━━━ Exercise materials
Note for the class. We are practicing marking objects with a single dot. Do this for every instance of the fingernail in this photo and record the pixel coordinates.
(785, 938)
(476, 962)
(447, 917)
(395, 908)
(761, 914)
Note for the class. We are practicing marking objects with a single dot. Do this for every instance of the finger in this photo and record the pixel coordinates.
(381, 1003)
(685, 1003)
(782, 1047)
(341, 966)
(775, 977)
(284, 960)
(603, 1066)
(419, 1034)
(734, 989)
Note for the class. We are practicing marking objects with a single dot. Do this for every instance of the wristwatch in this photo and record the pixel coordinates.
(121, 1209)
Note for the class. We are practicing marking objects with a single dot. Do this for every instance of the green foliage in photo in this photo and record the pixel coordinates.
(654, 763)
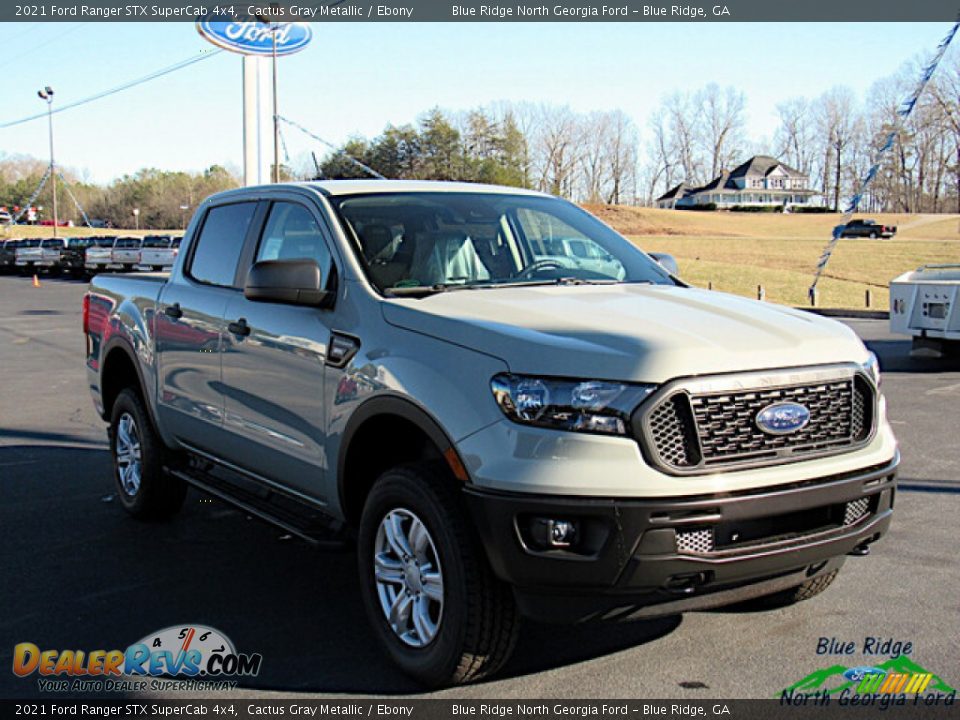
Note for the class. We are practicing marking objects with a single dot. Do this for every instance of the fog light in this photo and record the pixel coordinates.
(552, 533)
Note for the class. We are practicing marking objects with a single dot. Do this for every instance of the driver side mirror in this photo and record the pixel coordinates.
(667, 262)
(292, 282)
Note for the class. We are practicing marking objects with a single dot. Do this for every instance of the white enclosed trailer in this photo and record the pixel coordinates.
(925, 304)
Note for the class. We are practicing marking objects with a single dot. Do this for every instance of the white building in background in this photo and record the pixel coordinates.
(760, 181)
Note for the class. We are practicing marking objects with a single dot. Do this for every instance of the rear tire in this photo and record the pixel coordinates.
(145, 490)
(471, 632)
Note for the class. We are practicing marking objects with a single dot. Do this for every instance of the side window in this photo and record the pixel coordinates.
(291, 233)
(220, 243)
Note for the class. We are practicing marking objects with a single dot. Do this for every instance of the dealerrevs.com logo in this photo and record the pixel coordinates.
(186, 657)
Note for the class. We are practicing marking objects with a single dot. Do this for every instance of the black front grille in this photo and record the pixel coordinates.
(727, 427)
(697, 432)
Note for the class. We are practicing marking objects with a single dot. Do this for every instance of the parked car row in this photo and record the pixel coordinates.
(88, 255)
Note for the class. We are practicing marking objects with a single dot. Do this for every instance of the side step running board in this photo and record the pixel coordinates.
(263, 505)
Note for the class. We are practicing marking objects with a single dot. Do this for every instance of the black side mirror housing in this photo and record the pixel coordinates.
(292, 282)
(667, 262)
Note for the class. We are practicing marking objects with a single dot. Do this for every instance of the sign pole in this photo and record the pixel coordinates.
(251, 121)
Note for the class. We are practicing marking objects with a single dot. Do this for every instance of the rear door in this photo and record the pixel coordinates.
(273, 364)
(190, 323)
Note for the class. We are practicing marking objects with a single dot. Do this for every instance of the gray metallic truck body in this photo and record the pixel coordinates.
(318, 401)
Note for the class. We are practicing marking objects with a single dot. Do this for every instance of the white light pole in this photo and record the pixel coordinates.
(274, 27)
(47, 95)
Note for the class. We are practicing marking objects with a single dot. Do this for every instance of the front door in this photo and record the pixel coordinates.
(273, 366)
(189, 328)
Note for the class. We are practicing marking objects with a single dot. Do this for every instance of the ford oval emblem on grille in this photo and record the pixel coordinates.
(783, 418)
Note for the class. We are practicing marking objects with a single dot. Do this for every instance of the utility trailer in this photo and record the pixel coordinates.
(925, 304)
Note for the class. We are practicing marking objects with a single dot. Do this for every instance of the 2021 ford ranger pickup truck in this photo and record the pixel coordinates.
(503, 433)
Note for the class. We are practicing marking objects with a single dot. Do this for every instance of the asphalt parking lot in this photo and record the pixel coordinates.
(76, 572)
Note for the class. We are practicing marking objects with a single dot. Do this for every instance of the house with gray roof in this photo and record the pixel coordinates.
(760, 181)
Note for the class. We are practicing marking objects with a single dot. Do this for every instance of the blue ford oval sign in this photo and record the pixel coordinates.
(254, 38)
(783, 418)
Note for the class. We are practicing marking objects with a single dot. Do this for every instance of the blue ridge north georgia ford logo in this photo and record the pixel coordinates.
(783, 418)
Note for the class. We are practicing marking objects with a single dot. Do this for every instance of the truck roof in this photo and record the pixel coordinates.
(350, 187)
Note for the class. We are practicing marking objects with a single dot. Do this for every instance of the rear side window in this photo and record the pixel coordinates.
(218, 248)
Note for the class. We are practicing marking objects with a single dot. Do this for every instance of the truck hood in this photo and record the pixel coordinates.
(641, 333)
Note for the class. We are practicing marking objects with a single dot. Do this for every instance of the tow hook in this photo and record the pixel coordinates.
(685, 584)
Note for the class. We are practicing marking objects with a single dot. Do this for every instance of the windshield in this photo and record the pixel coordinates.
(435, 241)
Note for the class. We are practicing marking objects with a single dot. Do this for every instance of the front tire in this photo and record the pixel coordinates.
(427, 587)
(145, 490)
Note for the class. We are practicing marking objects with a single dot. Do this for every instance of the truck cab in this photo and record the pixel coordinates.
(506, 425)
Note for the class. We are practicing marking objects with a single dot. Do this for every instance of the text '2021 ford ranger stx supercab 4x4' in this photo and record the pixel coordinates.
(505, 432)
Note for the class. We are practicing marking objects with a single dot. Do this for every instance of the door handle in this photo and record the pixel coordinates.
(239, 327)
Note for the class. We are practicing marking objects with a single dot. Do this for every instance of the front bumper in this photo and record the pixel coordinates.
(627, 559)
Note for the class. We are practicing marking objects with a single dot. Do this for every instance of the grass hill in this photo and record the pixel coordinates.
(739, 251)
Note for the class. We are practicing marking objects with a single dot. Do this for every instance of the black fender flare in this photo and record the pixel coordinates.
(405, 409)
(123, 344)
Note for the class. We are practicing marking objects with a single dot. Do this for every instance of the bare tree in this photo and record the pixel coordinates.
(794, 137)
(683, 122)
(837, 122)
(721, 123)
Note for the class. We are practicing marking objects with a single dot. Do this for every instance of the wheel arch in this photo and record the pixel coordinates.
(120, 370)
(403, 432)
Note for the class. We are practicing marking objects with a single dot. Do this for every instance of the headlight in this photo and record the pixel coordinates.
(872, 368)
(593, 406)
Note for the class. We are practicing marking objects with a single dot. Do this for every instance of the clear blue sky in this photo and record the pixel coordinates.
(357, 77)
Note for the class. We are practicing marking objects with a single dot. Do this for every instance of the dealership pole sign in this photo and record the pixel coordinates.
(256, 38)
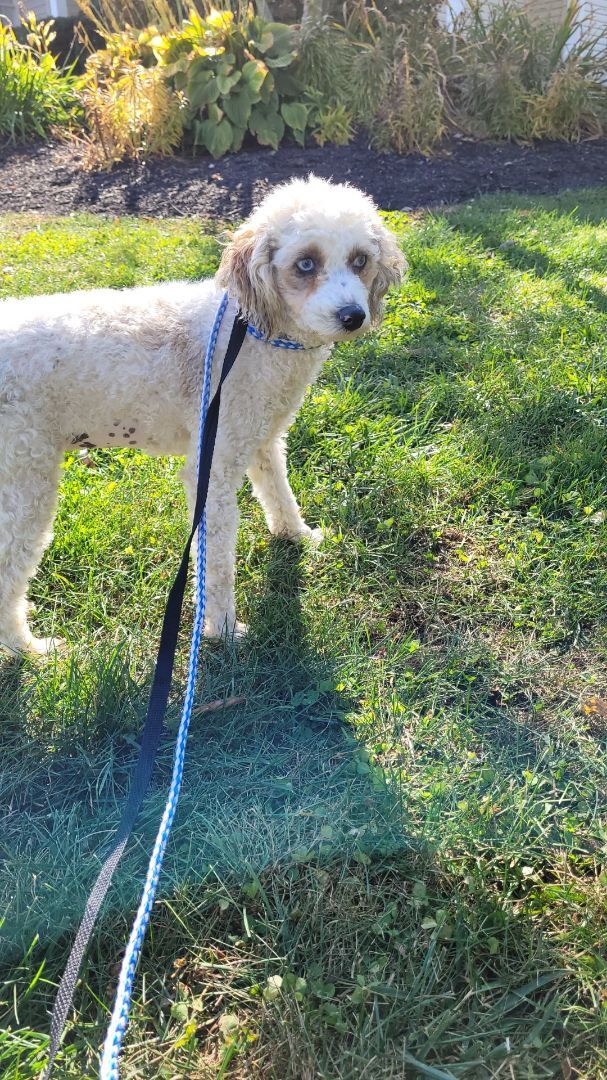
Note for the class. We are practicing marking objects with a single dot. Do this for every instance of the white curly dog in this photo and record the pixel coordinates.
(124, 367)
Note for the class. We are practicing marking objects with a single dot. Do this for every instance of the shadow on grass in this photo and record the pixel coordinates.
(294, 856)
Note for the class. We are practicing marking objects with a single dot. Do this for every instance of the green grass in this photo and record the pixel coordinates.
(407, 820)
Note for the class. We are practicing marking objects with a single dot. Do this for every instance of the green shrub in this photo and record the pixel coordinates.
(235, 79)
(131, 110)
(35, 94)
(513, 78)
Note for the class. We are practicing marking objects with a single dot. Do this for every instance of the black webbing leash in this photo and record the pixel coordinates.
(154, 718)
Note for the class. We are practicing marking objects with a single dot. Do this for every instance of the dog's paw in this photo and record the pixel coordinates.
(43, 646)
(315, 538)
(304, 534)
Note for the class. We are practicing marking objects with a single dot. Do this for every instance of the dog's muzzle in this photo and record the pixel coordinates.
(351, 316)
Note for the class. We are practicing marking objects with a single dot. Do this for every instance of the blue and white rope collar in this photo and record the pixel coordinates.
(277, 342)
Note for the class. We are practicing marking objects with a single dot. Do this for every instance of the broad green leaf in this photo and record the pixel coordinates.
(201, 90)
(295, 115)
(238, 108)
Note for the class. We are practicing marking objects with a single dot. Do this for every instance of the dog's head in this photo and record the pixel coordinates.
(312, 262)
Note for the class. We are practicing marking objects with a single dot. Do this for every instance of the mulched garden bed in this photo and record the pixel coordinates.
(50, 177)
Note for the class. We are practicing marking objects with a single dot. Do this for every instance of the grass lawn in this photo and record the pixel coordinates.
(391, 861)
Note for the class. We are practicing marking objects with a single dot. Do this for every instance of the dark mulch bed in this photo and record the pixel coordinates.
(50, 177)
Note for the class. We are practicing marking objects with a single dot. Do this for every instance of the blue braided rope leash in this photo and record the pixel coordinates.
(112, 1045)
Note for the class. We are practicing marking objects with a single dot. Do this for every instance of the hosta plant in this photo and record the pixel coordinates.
(235, 78)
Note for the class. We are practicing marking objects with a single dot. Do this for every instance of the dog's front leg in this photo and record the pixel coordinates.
(221, 532)
(271, 487)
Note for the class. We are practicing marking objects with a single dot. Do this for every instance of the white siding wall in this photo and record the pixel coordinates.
(542, 10)
(42, 9)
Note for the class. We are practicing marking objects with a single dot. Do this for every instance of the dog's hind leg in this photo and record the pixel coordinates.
(271, 487)
(221, 531)
(29, 476)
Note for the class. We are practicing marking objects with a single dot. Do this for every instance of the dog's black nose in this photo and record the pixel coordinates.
(351, 316)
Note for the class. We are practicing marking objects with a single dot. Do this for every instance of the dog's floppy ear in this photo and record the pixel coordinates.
(245, 271)
(390, 269)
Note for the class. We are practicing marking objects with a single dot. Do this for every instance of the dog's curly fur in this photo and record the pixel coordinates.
(123, 368)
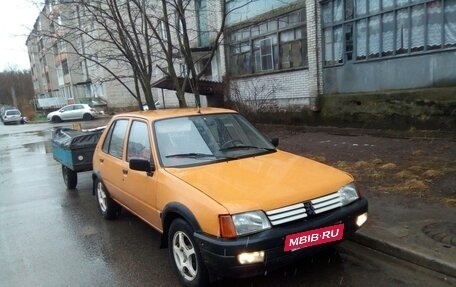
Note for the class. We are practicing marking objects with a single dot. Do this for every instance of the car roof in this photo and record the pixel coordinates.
(159, 114)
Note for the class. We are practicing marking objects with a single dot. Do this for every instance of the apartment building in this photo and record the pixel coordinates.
(381, 45)
(60, 72)
(276, 53)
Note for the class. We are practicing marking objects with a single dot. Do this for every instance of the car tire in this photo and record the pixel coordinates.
(185, 255)
(56, 119)
(87, 117)
(70, 177)
(108, 207)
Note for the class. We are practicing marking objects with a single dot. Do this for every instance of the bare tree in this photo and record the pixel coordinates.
(255, 97)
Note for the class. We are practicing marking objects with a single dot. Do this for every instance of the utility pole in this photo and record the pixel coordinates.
(13, 96)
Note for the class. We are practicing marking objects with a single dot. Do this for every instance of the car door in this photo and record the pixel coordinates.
(111, 160)
(140, 188)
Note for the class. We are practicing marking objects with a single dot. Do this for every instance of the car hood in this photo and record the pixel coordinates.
(263, 182)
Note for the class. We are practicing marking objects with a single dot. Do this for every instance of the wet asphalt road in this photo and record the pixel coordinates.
(50, 236)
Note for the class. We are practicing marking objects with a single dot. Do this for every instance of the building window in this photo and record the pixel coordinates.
(357, 30)
(276, 44)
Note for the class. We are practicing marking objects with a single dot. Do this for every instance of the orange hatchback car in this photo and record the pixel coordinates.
(227, 202)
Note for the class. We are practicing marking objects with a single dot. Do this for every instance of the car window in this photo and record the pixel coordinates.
(114, 141)
(204, 139)
(67, 108)
(138, 145)
(12, 112)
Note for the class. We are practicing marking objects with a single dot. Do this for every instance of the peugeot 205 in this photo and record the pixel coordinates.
(226, 201)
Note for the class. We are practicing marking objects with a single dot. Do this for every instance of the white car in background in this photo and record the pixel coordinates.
(73, 112)
(12, 116)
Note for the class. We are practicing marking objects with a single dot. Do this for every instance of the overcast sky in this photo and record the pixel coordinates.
(17, 18)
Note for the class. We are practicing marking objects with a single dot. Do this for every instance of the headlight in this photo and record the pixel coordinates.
(348, 194)
(250, 222)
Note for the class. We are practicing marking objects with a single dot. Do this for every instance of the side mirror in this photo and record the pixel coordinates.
(275, 142)
(142, 165)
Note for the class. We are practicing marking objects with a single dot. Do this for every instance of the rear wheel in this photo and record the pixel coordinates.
(87, 117)
(108, 207)
(70, 177)
(185, 255)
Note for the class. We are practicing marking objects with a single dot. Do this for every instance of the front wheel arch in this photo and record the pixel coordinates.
(185, 255)
(172, 211)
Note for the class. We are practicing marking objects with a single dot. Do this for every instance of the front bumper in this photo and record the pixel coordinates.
(220, 254)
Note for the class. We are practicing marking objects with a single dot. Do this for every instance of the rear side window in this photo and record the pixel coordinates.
(138, 142)
(114, 141)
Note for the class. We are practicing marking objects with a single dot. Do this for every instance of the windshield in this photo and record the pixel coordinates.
(203, 139)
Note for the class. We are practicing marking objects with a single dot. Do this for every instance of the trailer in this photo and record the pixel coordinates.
(73, 149)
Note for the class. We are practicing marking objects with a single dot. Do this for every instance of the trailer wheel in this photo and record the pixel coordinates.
(108, 207)
(70, 177)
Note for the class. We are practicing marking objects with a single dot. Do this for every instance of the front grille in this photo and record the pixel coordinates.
(298, 211)
(326, 203)
(287, 214)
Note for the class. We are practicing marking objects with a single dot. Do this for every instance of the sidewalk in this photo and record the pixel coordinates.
(414, 222)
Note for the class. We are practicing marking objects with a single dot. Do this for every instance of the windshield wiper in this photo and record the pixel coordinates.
(246, 147)
(190, 155)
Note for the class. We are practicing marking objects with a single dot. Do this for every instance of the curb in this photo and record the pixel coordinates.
(406, 254)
━━━━━━
Only the lines from the one containing "the side mirror" through the end of the entries above belong in the answer; repeat them exactly.

■ Complete output:
Note for the class. We are practicing marking objects with a single dot. Do this for every instance of the side mirror in this photo and record the pixel coordinates.
(275, 142)
(142, 165)
Note for the class. We are practicing marking objects with a single dot. Do this for every instance of the rear wheel in this photo and record the pixel coordinates.
(87, 117)
(108, 207)
(70, 177)
(185, 255)
Note for the class. We are practicing marking objects with a single dot. Do this for every instance of the front wheel arch in this photo and record the pixel coordinates.
(185, 255)
(172, 211)
Note for the class. We are practicing marking objects with a single dot. Do this for every instance of the front bumper in this photo and record the pixel coordinates.
(220, 254)
Note for the class. We are practicing marking objects with a single dot. Do this for every instance of the rear side window in this photo and record the pixel coordinates.
(138, 142)
(114, 141)
Note for the class. We are practicing marking objects with a single dot. Do this for every instance of the windshield in this photo and record the pixel coordinates.
(203, 139)
Note for the class. We are practicing marking objects with a single dot. Do this for every instance of the trailer in this photo and record the pixel coordinates.
(73, 149)
Note for the class. We are practicing marking objects with a single dot. Do this for every instance of the trailer wheel in this photo and record the pixel coordinates.
(108, 207)
(70, 177)
Note for the class. We are practicing marking objects with a single dot. Do this for every instance of the front grille in this photo and record the pixel coordinates.
(298, 211)
(326, 203)
(287, 214)
Note for the class. We are practicing marking objects with a single dot. Do this for every instance of the sidewalk in this photo and record the pixel coordinates.
(414, 222)
Note for the class. We are practicing marking objects with a single dot. Do this for every instance of the windshield wiper in this photo and record the pixel coordinates.
(246, 147)
(190, 155)
Note for the class. We are practicing marking objects with a single dot. Do this for every instance of the curb in this photo and record the pixel coordinates.
(406, 254)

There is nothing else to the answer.